= MATERIAL PROVIDED =

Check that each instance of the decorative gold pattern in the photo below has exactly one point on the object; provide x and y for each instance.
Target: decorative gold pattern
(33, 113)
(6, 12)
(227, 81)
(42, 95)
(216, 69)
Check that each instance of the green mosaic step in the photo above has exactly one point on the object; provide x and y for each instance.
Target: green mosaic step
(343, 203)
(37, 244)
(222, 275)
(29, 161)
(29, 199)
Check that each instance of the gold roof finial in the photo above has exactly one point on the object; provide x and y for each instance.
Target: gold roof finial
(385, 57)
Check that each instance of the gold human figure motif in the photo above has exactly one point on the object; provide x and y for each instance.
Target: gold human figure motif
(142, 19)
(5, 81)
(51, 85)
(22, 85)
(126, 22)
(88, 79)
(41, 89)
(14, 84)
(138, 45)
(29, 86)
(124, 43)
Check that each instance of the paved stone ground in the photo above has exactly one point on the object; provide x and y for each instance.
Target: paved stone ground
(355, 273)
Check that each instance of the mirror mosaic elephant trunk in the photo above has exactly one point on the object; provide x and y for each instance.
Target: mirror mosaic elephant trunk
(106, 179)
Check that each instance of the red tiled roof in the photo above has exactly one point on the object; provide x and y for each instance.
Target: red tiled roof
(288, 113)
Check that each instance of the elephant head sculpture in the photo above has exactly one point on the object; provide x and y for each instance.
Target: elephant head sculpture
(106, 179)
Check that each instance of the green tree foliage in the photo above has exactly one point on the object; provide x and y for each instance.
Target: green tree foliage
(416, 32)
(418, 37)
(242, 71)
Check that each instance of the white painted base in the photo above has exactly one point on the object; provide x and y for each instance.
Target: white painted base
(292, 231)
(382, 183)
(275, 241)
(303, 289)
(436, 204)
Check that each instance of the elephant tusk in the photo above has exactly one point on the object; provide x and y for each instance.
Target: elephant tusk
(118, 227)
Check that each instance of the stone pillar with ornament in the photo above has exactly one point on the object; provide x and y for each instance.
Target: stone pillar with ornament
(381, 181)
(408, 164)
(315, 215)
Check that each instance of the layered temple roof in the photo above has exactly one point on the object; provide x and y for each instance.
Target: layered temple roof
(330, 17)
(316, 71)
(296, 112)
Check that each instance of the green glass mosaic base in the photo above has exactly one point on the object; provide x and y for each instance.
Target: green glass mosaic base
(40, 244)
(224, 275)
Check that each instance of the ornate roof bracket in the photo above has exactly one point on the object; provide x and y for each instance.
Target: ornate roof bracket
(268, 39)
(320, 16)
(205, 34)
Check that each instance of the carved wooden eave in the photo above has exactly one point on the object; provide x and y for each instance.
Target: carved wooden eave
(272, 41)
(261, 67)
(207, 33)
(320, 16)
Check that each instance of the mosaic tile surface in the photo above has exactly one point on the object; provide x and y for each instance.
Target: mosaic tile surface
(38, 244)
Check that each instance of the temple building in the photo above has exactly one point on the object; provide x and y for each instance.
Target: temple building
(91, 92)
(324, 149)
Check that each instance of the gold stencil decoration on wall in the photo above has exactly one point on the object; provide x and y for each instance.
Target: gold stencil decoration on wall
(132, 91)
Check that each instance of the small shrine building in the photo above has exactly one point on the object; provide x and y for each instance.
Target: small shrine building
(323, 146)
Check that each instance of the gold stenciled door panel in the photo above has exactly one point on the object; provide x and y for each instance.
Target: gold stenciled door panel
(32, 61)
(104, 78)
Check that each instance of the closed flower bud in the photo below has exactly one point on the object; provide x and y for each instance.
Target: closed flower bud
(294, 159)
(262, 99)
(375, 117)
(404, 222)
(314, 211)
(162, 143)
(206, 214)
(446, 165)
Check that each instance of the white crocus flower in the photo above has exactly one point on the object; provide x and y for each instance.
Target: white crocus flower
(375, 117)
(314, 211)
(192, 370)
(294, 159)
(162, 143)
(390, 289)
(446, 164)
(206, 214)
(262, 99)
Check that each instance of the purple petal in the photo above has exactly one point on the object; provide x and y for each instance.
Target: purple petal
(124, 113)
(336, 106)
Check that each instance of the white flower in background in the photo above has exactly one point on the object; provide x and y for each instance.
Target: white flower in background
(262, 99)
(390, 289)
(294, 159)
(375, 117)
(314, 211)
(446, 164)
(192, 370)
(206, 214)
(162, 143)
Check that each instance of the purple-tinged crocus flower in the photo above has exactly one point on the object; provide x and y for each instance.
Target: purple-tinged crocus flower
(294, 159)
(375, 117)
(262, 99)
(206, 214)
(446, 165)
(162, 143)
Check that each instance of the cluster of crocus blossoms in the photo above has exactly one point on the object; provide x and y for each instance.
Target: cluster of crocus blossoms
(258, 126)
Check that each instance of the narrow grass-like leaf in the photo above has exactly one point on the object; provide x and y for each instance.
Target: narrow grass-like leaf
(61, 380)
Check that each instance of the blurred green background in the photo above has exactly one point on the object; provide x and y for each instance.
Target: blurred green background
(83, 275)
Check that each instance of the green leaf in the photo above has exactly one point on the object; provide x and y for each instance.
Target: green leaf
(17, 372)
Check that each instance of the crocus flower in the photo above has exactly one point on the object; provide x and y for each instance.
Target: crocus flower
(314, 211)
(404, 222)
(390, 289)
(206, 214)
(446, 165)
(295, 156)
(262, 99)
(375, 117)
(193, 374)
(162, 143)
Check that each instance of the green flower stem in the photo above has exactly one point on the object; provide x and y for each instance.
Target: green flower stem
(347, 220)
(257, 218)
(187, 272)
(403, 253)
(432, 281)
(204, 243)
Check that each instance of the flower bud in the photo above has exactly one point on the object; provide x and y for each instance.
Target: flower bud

= WHAT YOU WILL DO =
Please copy out the entries from the line with "Check that each instance of the narrow" up to and including the final line of the entries, with every line kept, requests included. Raise each x and y coordinate in the answers by 100, and leave the request text unchanged.

= OUTPUT OF THE EXERCISE =
Check that each instance of the narrow grass-like leaf in the photo above has exactly one point on the object; provide x and y for each instance.
Target: narrow grass-like leaf
(161, 480)
Check that each instance of the blurred green background in the photo above has exactly one point on the object; provide x and y for each instance.
Target: blurred green background
(183, 375)
Check that each instance of the green leaf in the photo above has exactly one point on the object; provide x and y for each instance.
Target: green leaf
(117, 472)
Check that each instance of the crocus flower in the photo above has exactly one point on the object; provide x and y for each instance.
Target: crocus flower
(414, 311)
(504, 322)
(490, 389)
(306, 314)
(546, 265)
(395, 256)
(362, 199)
(475, 217)
(293, 474)
(262, 243)
Check that each instance of the green flower stem in the photo above has exactly one point on the object; provide x and y for each instance.
Target: green flower stem
(447, 320)
(357, 318)
(287, 372)
(503, 353)
(532, 381)
(304, 343)
Check that each instance of the flower bud in the photo above has exactly one point on the object; provide x and y for each instance.
Target: flower bud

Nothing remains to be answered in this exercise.